§ Selection
HTML-rendering-engines live in a world where a common use for them, is to render a string of HTML where different parts of the string comes from different entities which you trust to differing degrees. LWN itself is an example of this, the text you're reading right now is a string entered by me, while the layout and rest of the window is markup and text made by LWN.
This is the reality of the situation. The same isn't true for (say) an image-viewer. It's not, infact, common to be viewing a jpg-image where the pixels in a certain part of the picture are created by one entity, and the pixels elsewhere by another entity. If it was, then yes, the situation would be parallell.
Often it doesn't matter. But sometimes it matters very much indeed. If I pay a bill by net-bank, I can enter a string that is displayed (in the net-bank) to the person receiving the payment. If it was possible for me to enter a string that would, for example, change what the recipient sees in the "amount" field, not merely the "comment"-field, that'd be a major problem.

§ Problems
1. In the comment on HTML rendering engines, which field on the recipient's net-bank page would it be a major problem for the payer's string to change?
2. Copy out the comment on HTML rendering engines word for word from "HTML-rendering-engines live in" to "made by LWN.".
3. Continue the comment on HTML rendering engines from its last sentence.

§ Dataset content
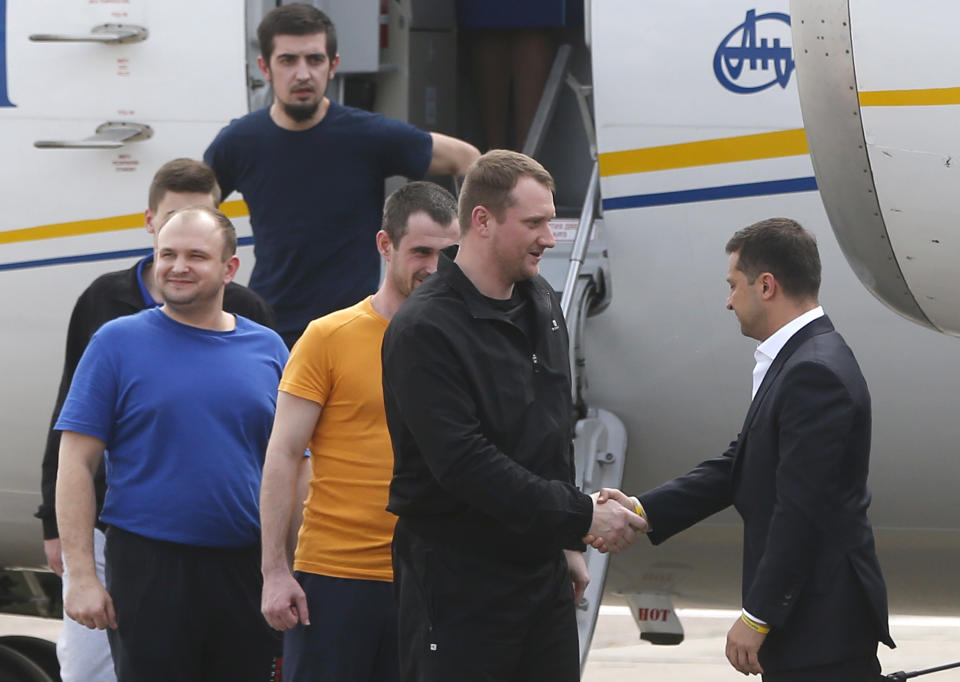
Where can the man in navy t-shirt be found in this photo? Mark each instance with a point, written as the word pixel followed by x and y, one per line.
pixel 312 173
pixel 182 399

§ Outputs for the tasks
1. The "amount" field.

2.
HTML-rendering-engines live in a world where a common use for them, is to render a string of HTML where different parts of the string comes from different entities which you trust to differing degrees. LWN itself is an example of this, the text you're reading right now is a string entered by me, while the layout and rest of the window is markup and text made by LWN.

3.
Yes, they sanitize the strings (allow only [a-zA-Z 0-9]). This reduces the attack-surface, and makes sense. But the basic principle of the attack remains: bugs in the rendering-engine may make one part of the string able to affect other parts which it shouldn't by the standard, such bugs are security-bugs.
Yes that means many bugs in rendering untrusted content are security-bugs. A bug in OpenOffice that somehow causes what is displayed on screen (for a specially crafted document) to differ from what is printed, is a security-bug. (imagine what would happen if someone read a contract on-screen, then printed and signed the paper-copy without validating that the paper-contract match the on-screen contract)